* **Task brief**
Look through the material below. Return exactly the lines from the one with "One point per instance of the patient's nose, the" through the one with "Target: black jacket", both included.

--------------------

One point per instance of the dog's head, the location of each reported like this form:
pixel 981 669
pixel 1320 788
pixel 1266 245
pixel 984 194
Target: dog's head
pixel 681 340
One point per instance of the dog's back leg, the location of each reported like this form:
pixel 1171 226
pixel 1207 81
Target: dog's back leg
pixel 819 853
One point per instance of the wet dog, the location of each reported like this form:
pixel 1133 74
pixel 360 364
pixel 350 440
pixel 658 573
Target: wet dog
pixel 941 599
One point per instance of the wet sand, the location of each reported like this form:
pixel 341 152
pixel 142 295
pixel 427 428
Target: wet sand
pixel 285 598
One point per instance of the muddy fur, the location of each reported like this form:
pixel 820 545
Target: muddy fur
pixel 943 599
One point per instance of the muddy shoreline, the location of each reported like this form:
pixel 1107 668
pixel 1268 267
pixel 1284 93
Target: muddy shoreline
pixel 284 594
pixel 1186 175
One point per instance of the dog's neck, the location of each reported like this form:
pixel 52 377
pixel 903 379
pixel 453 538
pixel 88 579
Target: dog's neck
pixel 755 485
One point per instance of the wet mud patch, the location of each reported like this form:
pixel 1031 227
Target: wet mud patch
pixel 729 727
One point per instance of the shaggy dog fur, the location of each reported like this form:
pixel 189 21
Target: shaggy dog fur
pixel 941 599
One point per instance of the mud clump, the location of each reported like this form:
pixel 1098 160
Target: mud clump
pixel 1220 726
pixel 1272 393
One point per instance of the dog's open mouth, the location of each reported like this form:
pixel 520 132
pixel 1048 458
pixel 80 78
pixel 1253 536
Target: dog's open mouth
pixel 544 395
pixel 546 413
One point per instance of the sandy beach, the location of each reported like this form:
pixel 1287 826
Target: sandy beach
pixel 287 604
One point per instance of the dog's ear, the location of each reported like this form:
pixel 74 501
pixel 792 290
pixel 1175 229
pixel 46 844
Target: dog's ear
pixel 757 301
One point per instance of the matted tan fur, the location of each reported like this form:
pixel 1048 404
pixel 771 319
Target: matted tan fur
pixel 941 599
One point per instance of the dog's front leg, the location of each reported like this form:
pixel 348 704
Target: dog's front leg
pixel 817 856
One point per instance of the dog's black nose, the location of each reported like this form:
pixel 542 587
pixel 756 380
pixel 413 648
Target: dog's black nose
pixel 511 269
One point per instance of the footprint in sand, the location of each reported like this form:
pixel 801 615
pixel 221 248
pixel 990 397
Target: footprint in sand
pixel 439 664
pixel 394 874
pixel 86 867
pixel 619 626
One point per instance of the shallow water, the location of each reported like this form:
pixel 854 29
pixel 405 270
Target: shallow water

--------------------

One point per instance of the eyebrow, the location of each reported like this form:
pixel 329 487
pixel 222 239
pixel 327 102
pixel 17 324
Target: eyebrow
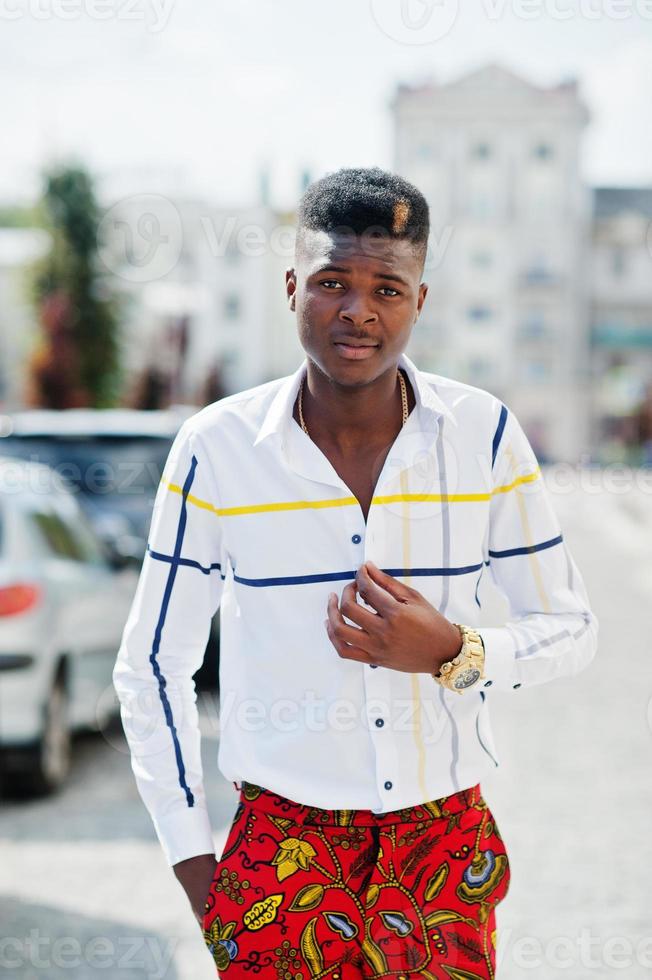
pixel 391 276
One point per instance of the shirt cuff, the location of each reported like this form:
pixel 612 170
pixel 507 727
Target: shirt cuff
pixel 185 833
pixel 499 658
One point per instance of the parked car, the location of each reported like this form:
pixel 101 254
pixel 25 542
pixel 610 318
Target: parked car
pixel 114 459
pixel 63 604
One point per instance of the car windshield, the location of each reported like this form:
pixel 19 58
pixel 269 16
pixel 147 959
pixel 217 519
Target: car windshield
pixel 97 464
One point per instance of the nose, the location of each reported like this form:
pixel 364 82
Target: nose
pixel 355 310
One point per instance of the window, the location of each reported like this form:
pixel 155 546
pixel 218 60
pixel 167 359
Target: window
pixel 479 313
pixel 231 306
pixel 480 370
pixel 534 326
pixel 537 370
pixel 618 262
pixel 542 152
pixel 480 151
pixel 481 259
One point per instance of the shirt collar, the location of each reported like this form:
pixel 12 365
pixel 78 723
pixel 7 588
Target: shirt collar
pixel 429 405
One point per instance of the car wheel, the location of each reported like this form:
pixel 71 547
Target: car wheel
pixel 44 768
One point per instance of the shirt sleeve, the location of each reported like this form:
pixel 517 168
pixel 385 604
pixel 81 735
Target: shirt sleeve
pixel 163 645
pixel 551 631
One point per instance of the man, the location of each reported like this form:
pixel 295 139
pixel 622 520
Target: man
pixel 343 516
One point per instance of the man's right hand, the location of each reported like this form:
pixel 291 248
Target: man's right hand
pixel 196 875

--------------------

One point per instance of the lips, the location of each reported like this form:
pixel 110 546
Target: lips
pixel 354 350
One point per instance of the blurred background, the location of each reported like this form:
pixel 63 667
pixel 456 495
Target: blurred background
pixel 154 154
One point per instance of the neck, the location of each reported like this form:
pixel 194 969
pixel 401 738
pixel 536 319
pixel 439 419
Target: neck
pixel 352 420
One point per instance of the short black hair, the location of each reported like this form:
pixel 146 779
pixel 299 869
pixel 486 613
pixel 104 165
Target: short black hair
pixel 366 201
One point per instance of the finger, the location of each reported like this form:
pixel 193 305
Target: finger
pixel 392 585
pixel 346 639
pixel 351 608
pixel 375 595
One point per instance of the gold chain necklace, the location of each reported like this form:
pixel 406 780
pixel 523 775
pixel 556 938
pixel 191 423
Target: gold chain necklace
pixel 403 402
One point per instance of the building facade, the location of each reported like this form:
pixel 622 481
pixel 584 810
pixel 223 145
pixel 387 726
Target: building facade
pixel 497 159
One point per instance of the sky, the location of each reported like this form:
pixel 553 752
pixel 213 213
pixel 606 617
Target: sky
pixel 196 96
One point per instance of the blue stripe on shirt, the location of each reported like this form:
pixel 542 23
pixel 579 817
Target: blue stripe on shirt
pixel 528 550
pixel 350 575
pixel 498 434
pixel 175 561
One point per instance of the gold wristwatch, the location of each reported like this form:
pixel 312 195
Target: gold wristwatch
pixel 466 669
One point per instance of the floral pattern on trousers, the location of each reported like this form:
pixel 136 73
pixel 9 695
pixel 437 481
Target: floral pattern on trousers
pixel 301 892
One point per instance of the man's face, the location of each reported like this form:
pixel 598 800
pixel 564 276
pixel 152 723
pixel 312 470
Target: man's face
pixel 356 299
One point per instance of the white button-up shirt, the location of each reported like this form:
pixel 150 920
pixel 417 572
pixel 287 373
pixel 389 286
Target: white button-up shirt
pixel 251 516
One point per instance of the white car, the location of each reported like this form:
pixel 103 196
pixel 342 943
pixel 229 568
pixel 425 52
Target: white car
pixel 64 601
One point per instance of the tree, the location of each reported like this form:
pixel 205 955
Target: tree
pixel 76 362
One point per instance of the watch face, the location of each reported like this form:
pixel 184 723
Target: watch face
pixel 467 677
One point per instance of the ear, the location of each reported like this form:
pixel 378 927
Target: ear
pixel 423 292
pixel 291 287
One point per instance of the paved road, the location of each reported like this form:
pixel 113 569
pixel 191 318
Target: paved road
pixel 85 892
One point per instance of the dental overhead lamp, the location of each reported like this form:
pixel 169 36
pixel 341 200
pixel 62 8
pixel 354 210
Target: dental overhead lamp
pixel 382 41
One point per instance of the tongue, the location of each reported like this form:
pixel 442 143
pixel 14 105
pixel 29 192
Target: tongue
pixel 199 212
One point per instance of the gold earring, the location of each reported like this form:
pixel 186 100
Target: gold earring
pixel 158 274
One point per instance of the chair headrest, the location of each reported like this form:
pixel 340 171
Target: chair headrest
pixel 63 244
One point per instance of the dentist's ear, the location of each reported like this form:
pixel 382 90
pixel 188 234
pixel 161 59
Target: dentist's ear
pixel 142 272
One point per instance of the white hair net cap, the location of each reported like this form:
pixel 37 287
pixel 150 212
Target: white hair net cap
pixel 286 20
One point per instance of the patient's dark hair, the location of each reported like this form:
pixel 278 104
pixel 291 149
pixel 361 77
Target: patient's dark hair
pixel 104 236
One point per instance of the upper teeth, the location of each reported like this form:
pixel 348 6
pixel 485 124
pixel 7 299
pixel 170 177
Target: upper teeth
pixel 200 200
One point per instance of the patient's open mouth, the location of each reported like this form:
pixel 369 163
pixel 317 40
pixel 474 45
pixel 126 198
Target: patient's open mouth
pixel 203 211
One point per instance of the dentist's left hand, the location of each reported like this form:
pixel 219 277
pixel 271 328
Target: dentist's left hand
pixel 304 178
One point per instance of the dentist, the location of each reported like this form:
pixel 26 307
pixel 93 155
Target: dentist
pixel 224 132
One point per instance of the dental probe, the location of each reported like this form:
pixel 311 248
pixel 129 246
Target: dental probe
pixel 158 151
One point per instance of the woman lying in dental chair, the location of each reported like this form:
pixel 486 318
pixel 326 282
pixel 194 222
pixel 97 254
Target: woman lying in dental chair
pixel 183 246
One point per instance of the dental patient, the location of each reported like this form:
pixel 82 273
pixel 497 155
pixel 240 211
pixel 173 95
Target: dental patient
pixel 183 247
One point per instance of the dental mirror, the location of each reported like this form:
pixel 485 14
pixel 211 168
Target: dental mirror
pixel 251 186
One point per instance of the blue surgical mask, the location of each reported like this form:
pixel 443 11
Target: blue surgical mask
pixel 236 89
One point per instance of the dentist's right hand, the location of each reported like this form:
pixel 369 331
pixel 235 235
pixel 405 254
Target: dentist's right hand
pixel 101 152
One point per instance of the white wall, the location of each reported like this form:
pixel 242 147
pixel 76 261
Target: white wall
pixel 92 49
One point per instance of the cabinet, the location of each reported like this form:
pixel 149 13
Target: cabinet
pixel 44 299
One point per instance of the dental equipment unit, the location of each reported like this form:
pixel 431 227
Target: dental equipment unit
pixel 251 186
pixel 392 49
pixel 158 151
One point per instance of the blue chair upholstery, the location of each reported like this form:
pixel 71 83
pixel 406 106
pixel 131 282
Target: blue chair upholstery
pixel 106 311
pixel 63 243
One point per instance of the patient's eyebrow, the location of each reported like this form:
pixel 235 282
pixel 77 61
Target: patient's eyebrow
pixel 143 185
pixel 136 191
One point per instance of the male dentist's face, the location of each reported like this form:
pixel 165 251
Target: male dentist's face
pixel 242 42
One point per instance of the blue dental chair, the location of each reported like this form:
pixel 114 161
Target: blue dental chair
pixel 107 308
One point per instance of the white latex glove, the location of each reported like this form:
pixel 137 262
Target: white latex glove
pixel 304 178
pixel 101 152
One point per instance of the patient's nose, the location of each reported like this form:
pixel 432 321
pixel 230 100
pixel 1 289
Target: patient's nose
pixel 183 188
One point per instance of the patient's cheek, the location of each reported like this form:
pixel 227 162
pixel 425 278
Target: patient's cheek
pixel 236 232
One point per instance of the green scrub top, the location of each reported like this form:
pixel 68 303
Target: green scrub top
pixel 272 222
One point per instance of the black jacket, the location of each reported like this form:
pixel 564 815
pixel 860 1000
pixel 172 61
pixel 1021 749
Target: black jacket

--------------------

* **Result of the exercise**
One point per instance of the patient's nose, the location of each reported like this form:
pixel 432 321
pixel 230 100
pixel 1 289
Target: patient's nose
pixel 183 188
One point per instance of the patient's cheek, the location of each reported like this form:
pixel 227 162
pixel 425 278
Target: patient's cheek
pixel 236 232
One point per instance of the green scrub top, the location of each reported like this form:
pixel 68 303
Target: green scrub top
pixel 272 222
One point per instance of the black jacket, the location of each reported like this form:
pixel 564 815
pixel 860 1000
pixel 172 61
pixel 1021 749
Target: black jacket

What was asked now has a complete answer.